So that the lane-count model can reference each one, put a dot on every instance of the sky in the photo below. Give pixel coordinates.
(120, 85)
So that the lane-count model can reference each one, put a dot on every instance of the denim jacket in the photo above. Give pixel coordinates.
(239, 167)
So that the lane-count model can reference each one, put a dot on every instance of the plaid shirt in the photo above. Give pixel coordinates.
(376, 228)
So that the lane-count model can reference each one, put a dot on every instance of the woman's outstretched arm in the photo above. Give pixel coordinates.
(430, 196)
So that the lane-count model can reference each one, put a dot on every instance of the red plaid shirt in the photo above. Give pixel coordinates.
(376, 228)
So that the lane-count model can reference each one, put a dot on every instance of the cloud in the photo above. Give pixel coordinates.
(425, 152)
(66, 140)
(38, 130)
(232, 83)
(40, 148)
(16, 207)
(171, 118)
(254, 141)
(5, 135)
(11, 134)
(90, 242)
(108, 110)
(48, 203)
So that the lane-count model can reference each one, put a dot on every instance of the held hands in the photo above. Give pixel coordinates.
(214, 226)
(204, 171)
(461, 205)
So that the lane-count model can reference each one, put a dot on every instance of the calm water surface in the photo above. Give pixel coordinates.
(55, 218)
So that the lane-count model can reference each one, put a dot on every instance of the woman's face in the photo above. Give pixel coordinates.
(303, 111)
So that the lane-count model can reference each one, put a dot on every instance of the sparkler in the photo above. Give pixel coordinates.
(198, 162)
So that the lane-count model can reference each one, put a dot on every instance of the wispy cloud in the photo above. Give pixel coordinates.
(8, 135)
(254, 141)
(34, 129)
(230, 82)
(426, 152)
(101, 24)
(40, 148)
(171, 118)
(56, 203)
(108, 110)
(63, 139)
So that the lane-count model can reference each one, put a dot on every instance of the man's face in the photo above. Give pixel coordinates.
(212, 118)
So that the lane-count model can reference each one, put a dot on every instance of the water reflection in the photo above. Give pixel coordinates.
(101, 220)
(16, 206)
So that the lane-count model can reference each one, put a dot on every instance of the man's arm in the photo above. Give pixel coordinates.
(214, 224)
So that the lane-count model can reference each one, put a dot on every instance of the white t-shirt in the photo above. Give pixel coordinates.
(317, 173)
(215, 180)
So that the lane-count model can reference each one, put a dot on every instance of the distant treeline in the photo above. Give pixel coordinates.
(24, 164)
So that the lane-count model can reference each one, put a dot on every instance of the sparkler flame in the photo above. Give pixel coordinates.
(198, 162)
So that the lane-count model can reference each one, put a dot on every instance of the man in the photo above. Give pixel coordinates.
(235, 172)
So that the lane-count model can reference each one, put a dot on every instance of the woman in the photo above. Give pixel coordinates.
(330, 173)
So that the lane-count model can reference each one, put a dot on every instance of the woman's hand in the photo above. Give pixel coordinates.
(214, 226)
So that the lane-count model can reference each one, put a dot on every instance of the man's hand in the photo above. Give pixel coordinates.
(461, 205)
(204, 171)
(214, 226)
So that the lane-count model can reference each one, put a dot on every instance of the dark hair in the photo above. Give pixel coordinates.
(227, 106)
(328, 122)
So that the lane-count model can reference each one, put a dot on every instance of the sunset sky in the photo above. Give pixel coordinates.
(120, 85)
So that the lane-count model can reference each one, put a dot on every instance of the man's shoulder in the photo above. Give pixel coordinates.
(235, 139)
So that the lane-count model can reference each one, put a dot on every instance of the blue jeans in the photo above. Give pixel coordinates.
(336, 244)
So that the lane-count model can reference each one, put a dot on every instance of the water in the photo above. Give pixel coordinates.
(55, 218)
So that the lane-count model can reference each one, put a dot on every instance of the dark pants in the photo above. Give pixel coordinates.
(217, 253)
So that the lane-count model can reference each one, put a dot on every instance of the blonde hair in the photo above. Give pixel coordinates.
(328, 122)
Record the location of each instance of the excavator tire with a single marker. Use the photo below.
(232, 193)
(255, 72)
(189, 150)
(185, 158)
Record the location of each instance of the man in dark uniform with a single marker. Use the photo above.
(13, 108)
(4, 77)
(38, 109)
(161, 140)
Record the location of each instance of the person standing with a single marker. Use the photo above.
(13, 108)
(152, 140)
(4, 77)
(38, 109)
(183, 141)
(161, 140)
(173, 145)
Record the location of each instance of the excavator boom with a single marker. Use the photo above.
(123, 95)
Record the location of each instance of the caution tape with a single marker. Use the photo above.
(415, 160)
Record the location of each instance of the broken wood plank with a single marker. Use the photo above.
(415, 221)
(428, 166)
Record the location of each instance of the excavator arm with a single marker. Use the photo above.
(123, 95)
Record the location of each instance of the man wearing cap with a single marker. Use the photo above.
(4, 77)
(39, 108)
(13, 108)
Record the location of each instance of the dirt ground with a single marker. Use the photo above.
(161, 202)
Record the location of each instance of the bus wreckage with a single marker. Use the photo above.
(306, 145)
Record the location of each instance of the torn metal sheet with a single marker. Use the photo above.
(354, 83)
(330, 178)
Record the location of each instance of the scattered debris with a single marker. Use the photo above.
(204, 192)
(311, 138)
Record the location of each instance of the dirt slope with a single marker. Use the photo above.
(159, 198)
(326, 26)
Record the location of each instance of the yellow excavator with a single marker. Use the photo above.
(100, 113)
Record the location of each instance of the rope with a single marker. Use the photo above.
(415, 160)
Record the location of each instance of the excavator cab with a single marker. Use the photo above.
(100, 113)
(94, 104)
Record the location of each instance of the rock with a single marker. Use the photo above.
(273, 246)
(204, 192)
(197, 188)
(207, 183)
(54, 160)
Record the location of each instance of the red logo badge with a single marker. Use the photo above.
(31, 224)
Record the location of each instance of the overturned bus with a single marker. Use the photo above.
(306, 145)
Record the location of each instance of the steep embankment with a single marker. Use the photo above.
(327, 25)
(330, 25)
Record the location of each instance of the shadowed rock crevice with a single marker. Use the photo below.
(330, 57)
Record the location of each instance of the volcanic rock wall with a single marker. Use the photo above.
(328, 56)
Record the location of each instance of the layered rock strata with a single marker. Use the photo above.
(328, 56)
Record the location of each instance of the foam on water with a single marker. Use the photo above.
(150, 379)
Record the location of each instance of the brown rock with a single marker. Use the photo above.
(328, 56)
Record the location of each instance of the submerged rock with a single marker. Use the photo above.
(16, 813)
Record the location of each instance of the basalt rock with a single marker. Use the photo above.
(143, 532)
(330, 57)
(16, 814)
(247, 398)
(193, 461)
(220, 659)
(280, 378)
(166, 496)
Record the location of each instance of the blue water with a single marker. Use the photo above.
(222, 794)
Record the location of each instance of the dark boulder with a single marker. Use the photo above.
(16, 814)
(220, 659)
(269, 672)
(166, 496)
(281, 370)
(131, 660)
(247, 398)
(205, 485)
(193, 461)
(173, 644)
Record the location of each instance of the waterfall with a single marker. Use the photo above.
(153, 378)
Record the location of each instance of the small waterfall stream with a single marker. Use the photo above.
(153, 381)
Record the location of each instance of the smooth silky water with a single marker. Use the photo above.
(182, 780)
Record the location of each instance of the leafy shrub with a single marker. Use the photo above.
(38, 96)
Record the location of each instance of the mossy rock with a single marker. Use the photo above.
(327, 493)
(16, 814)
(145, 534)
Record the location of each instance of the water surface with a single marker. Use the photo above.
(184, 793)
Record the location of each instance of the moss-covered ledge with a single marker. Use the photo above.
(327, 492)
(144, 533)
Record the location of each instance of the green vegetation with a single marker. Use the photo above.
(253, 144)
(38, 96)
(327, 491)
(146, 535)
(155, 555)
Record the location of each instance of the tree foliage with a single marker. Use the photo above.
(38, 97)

═══

Problem » Put every line of the rows above into a JSON list of strings, one string per line, and leave out any blank lines.

The response »
[
  "So that the lane-count model can reference each one, put a dot on every instance of the sky in the photo below. Give pixel coordinates.",
  "(120, 85)",
  "So that the lane-count model can reference each one, put a dot on every instance of the denim jacket in the photo above. Give pixel coordinates.",
  "(239, 167)",
  "So that the lane-count model can reference each one, put a dot on every instance of the plaid shirt in the photo above. Give pixel coordinates.",
  "(376, 228)",
  "So that the lane-count model can reference each one, put a dot on every instance of the woman's outstretched arm in the photo above. Give pixel coordinates.",
  "(430, 196)",
  "So that the lane-count model can reference each one, put a dot on every instance of the red plaid shirt in the photo above. Give pixel coordinates.",
  "(376, 228)",
  "So that the lane-count model can reference each one, put a dot on every instance of the cloud in the photo above. Give pixel coordinates.",
  "(425, 152)",
  "(66, 140)",
  "(38, 130)",
  "(232, 83)",
  "(40, 148)",
  "(16, 207)",
  "(171, 118)",
  "(254, 141)",
  "(5, 135)",
  "(11, 134)",
  "(90, 242)",
  "(108, 110)",
  "(48, 203)",
  "So that the lane-count model can reference each one, put a dot on every instance of the held hands in the photo above. Give pixel coordinates.",
  "(214, 226)",
  "(204, 171)",
  "(461, 205)",
  "So that the lane-count model can reference each one, put a dot on every instance of the calm water surface in the photo above. Give pixel coordinates.",
  "(55, 218)",
  "So that the lane-count model can reference each one, put a dot on every instance of the woman's face in the photo above. Give pixel coordinates.",
  "(303, 111)",
  "So that the lane-count model can reference each one, put a dot on every instance of the sparkler in the photo above. Give pixel coordinates.",
  "(198, 162)",
  "So that the lane-count model can reference each one, put a dot on every instance of the wispy cloud in the photo above. Give pixel coordinates.",
  "(8, 135)",
  "(254, 141)",
  "(34, 129)",
  "(230, 82)",
  "(426, 152)",
  "(101, 24)",
  "(40, 148)",
  "(171, 118)",
  "(56, 203)",
  "(108, 110)",
  "(63, 139)",
  "So that the lane-count model can reference each one, put a dot on every instance of the man's face in the photo above. Give pixel coordinates.",
  "(212, 118)",
  "So that the lane-count model can reference each one, put a dot on every instance of the water reflection in the photo above. Give pixel coordinates.",
  "(101, 220)",
  "(16, 206)",
  "So that the lane-count model can reference each one, put a dot on every instance of the man's arm in the photo above. Give pixel coordinates.",
  "(214, 224)",
  "So that the lane-count model can reference each one, put a dot on every instance of the white t-shirt in the photo above. Give pixel coordinates.",
  "(317, 173)",
  "(215, 180)",
  "So that the lane-count model can reference each one, put a dot on every instance of the distant treeline in the photo above. Give pixel coordinates.",
  "(24, 164)",
  "So that the lane-count model can reference each one, put a dot on every instance of the sparkler flame in the photo above. Give pixel coordinates.",
  "(198, 162)",
  "So that the lane-count model can reference each one, put a dot on every instance of the man in the photo above. Give pixel coordinates.",
  "(235, 172)",
  "So that the lane-count model can reference each one, put a dot on every instance of the woman in the photo above. Give pixel coordinates.",
  "(330, 173)",
  "So that the lane-count model can reference each one, put a dot on every instance of the woman's hand in the photo above. Give pixel coordinates.",
  "(214, 226)",
  "So that the lane-count model can reference each one, put a dot on every instance of the man's hand in the photo above. Give pixel coordinates.",
  "(461, 205)",
  "(204, 171)",
  "(214, 226)",
  "So that the lane-count model can reference each one, put a dot on every instance of the dark hair in the photo above. Give pixel coordinates.",
  "(227, 106)",
  "(328, 122)",
  "So that the lane-count model can reference each one, put a dot on every instance of the sunset sky in the photo above. Give pixel coordinates.",
  "(120, 85)",
  "So that the lane-count model can reference each one, put a dot on every instance of the man's shoulder in the photo above. Give pixel coordinates.",
  "(235, 139)",
  "So that the lane-count model can reference each one, put a dot on every instance of the blue jeans in the photo above. Give pixel coordinates.",
  "(336, 244)",
  "So that the lane-count model can reference each one, put a dot on every instance of the water in the photo above. Give pixel coordinates.",
  "(55, 218)",
  "So that the lane-count model can reference each one, put a dot on every instance of the dark pants in the photo above. Give pixel coordinates.",
  "(217, 253)",
  "So that the lane-count model can reference each one, put a dot on every instance of the blonde hair in the photo above. Give pixel coordinates.",
  "(328, 122)",
  "Record the location of each instance of the excavator tire with a single marker. Use the photo below.",
  "(232, 193)",
  "(255, 72)",
  "(189, 150)",
  "(185, 158)",
  "Record the location of each instance of the man in dark uniform with a single marker. Use the photo above.",
  "(13, 108)",
  "(4, 77)",
  "(38, 109)",
  "(161, 140)",
  "Record the location of each instance of the person standing with a single marker. Use the photo above.",
  "(13, 108)",
  "(152, 140)",
  "(4, 77)",
  "(38, 109)",
  "(183, 141)",
  "(161, 140)",
  "(173, 145)",
  "Record the location of each instance of the excavator boom with a single marker. Use the photo above.",
  "(123, 95)",
  "Record the location of each instance of the caution tape with a single marker. Use the photo above.",
  "(415, 160)",
  "Record the location of each instance of the broken wood plank with a single marker. Use the photo above.",
  "(415, 221)",
  "(428, 166)",
  "Record the location of each instance of the excavator arm with a single marker. Use the photo above.",
  "(123, 95)",
  "Record the location of each instance of the man wearing cap with a single marker. Use the photo above.",
  "(4, 77)",
  "(39, 108)",
  "(13, 108)",
  "Record the location of each instance of the dirt ground with a single marker. Use the photo above.",
  "(161, 202)",
  "Record the location of each instance of the bus wreckage with a single marker. Use the photo above.",
  "(306, 145)",
  "Record the location of each instance of the torn metal sheet with a single marker. Use the photo above.",
  "(354, 83)",
  "(330, 178)",
  "Record the location of each instance of the scattered debris with a single marker. Use the photo above.",
  "(204, 192)",
  "(311, 138)",
  "Record the location of each instance of the dirt slope with a single marker. Use the photo above.",
  "(159, 198)",
  "(326, 26)",
  "Record the location of each instance of the yellow excavator with a single marker. Use the photo above.",
  "(100, 113)",
  "Record the location of each instance of the rope with a single marker. Use the photo above.",
  "(415, 160)",
  "Record the location of each instance of the excavator cab with a single marker. Use the photo above.",
  "(100, 113)",
  "(94, 104)",
  "Record the location of each instance of the rock with a single marker. Use the photo above.",
  "(273, 246)",
  "(204, 192)",
  "(197, 188)",
  "(207, 183)",
  "(54, 160)",
  "Record the location of each instance of the red logo badge with a single marker. Use the photo above.",
  "(31, 224)",
  "Record the location of each instance of the overturned bus with a single marker. Use the photo above.",
  "(306, 145)",
  "Record the location of each instance of the steep embankment with a single marker. Use the photo above.",
  "(327, 25)",
  "(330, 25)",
  "Record the location of each instance of the shadowed rock crevice with a single marker. Use the photo below.",
  "(330, 57)",
  "Record the location of each instance of the volcanic rock wall with a single marker. Use the photo above.",
  "(328, 56)",
  "Record the location of each instance of the layered rock strata with a single marker. Use the photo above.",
  "(328, 56)",
  "Record the location of each instance of the foam on water with a single marker. Use the photo above.",
  "(150, 379)",
  "Record the location of each instance of the brown rock with a single marker. Use the photo above.",
  "(328, 56)",
  "Record the location of each instance of the submerged rock with a single marker. Use the photo above.",
  "(16, 813)",
  "Record the location of each instance of the basalt rock with a single marker. Use the photo above.",
  "(143, 532)",
  "(330, 57)",
  "(16, 814)",
  "(247, 398)",
  "(193, 461)",
  "(220, 659)",
  "(280, 378)",
  "(166, 496)",
  "Record the location of each instance of the blue water with a single marker. Use the photo above.",
  "(222, 794)",
  "Record the location of each instance of the dark boulder with a single marker. Use the photo above.",
  "(16, 814)",
  "(220, 659)",
  "(269, 672)",
  "(166, 496)",
  "(281, 370)",
  "(131, 660)",
  "(247, 398)",
  "(205, 485)",
  "(193, 461)",
  "(173, 644)",
  "Record the location of each instance of the waterfall with a single marker. Use the photo above.",
  "(153, 378)",
  "Record the location of each instance of the small waterfall stream with a single marker. Use the photo above.",
  "(153, 381)",
  "Record the location of each instance of the smooth silky water with a single marker. Use the photo above.",
  "(182, 780)",
  "Record the location of each instance of the leafy shrub with a single marker. Use the photo above.",
  "(38, 96)",
  "Record the location of each instance of the mossy rock with a single marker. Use the photo above.",
  "(327, 493)",
  "(16, 814)",
  "(145, 534)",
  "Record the location of each instance of the water surface with a single marker. Use the photo above.",
  "(184, 793)",
  "Record the location of each instance of the moss-covered ledge with a single marker. Use the photo above.",
  "(327, 492)",
  "(144, 533)",
  "Record the location of each instance of the green vegetation with a single marker. Use the photo above.",
  "(253, 144)",
  "(38, 96)",
  "(327, 491)",
  "(146, 535)",
  "(155, 555)",
  "Record the location of each instance of the tree foliage with a single marker. Use the photo above.",
  "(38, 97)"
]